| VOTRE OBJECTIF |
Extrayez mot pour mot, dans le texte sur la poésie francophone à Singapour, le passage qui va de « Le français n’est » à « poème suivant (…). ».

| TEXTE FOURNI |
####

Celui qui s’abrite ici derrière Claire Tching ne procède pas fondamentalement différemment : derrière la caractérisation des entreprises poétiques, volontaristes ou accidentelles, de l’Amicale jésuite du Pantoum, de Chemmolhi Karpanai Pattiram, de Lu Zaicheng, d’Aimé Nguyen ou de Claire Arago, il s’agit bien de poser des balises, de laisser fluctuer les territoires mouvants de la poésie, de ce qu’elle raconte (on songera peut-être aux récents articles « Pourquoi écrit-on des récits en poésie ? » de Sophie Martin et « Quand le poème raconte » de Laurent Albarracin, dans la revue Catastrophes, précisément), de ce qu’elle traduit (sur ce point, le chapitre consacré à Lu Zaicheng est particulièrement redoutable) et de ce qu’elle abrite ; dans le cas spécifique de Singapour – qui dépasse là son rôle initial de prétexte quasiment comique ou de soldat de fortune de la géographie littéraire -, le travail conduit en quelques pages incisives (voyez le chapitre consacré à Victor Segalen notamment, mais tous les autres ou presque sont concernés) une puissante approche latérale de l’entreprise coloniale jusque dans ses survivances contemporaines.
Le français n’est pas l’une des quatre langues officielles de Singapour. Mais l’ancienne colonie anglaise, située à l’extrême pointe de la péninsule malaise et peuplée à 75 % d’habitants d’origine chinoise, est aussi une terre d’immigration historique pour les Tamouls d’Inde et du Sri Lanka ; et à cause du comptoir de Pondichéry comme des Missions catholiques disséminées en Malaisie par lesquelles ils transitaient, on trouve des francophones parmi eux. C’était le cas de Chemmolhi Karpanai Pattiram, qui est l’autrice du poème suivant (…).
Quoi qu’il en soit, ce poème mystérieux n’est pas sans porter un parfum d’envoûtante beauté. Il la doit peut-être au fait que le français n’était pas la langue maternelle de Chemmolhi Karpanai Pattiram : n’a-t-on pas l’impression que son poème est traduit du tamoul, plutôt que directement écrit en français ? C’est que la poésie n’est pas tant une affaire de maîtrise (de la langue et des techniques d’écriture) que d’énergie. On dirait qu’une sorte d’urgence (qui n’est pas impeccablement dressée, soumise aux formes policées des usages d’une langue) cherche à trouver, coûte que coûte, une place au milieu des mots, quitte à les écraser et les bousculer par endroits en même temps qu’elle s’y traduit. La syntaxe difficile, le lexique obscur de ce poème parviennent alors peut-être, mieux que si l’autrice avait été chez elle dans l’expression française, à partager cette urgence. N’y devine-t-on pas, en tout cas, les tourments de cette âme fragile, déchirée par l’exil ?

####

| LIGNES ENREGISTRÉES |
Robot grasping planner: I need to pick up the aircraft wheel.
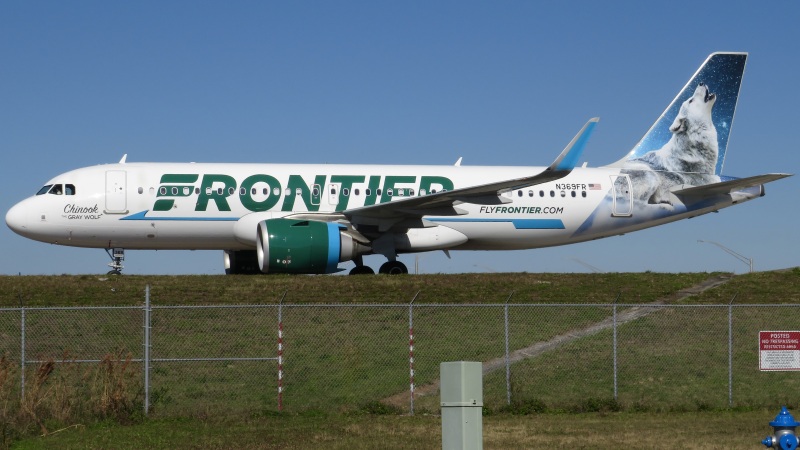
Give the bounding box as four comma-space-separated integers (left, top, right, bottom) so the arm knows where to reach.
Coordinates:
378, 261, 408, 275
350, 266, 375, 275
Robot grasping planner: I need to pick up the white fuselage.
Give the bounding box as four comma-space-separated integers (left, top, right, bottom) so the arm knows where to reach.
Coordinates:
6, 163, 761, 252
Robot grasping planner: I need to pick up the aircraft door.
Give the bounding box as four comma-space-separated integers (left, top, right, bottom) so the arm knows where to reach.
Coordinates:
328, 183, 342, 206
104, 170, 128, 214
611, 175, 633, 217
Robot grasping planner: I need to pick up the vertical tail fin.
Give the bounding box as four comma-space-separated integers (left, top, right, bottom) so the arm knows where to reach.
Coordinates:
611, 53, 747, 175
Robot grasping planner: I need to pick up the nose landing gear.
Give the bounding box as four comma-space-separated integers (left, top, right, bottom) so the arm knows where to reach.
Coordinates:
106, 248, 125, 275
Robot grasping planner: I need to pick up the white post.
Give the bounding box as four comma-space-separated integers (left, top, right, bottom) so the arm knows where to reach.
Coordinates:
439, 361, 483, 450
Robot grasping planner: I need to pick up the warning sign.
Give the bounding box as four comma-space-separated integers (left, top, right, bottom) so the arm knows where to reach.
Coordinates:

####

| EN RÉPONSE |
Le français n’est pas l’une des quatre langues officielles de Singapour. Mais l’ancienne colonie anglaise, située à l’extrême pointe de la péninsule malaise et peuplée à 75 % d’habitants d’origine chinoise, est aussi une terre d’immigration historique pour les Tamouls d’Inde et du Sri Lanka ; et à cause du comptoir de Pondichéry comme des Missions catholiques disséminées en Malaisie par lesquelles ils transitaient, on trouve des francophones parmi eux. C’était le cas de Chemmolhi Karpanai Pattiram, qui est l’autrice du poème suivant (…).